▶ **Artigo**:

--- --- ---

Quantas comunidades e povos tradicionais existem no Cerrado? A pergunta, aparentemente simples, expõe um desafio histórico: organizar e disponibilizar informações sobre o bioma mais pressionado pela expansão agropecuária no Brasil.
Agora, uma pesquisa inédita conduzida entre 2020 e 2024 pelo Instituto Cerrados, em parceria com o IPAM (Instituto de Pesquisa Ambiental da Amazônia), a Rede Cerrado e o ISPN (Instituto Sociedade População e Natureza), no âmbito da iniciativa interinstitucional Tô no Mapa, oferece uma contribuição crucial ao apresentar, pela primeira vez, uma visão ampla desse bioma, considerado a savana mais biodiversa do mundo.
O levantamento, disponibilizado na recém-lançada Plataforma Povoado, identificou 6.767 comunidades no Cerrado, das quais 2.641 se autodeclaram Povos e Comunidades Tradicionais (PCTs), distribuídas em 480 municípios de 13 estados e pertencentes a 21 segmentos distintos.
Entre as mais de quatro mil comunidades rurais e camponesas registradas, estima-se que ao menos 2.353 também possam ser classificadas como PCTs, considerando que muitas dessas comunidades recorrem ao seu reconhecimento, a exemplo da agricultura familiar, para acesso às políticas públicas voltadas a essa categoria. Isso indica que o universo real dessas populações é significativamente maior do que aquele reconhecido oficialmente.

--- --- ---

▶ **Dados**:
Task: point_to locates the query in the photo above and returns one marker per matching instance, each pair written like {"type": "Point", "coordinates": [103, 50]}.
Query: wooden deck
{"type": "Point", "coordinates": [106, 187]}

--- --- ---

▶ **Instruções da tarefa**:
Copie do artigo, sem mudar nada, o trecho de "Agora, uma pesquisa" a "biodiversa do mundo.". Baseie-se somente no artigo.

▶ **Solução da tarefa**:
Agora, uma pesquisa inédita conduzida entre 2020 e 2024 pelo Instituto Cerrados, em parceria com o IPAM (Instituto de Pesquisa Ambiental da Amazônia), a Rede Cerrado e o ISPN (Instituto Sociedade População e Natureza), no âmbito da iniciativa interinstitucional Tô no Mapa, oferece uma contribuição crucial ao apresentar, pela primeira vez, uma visão ampla desse bioma, considerado a savana mais biodiversa do mundo.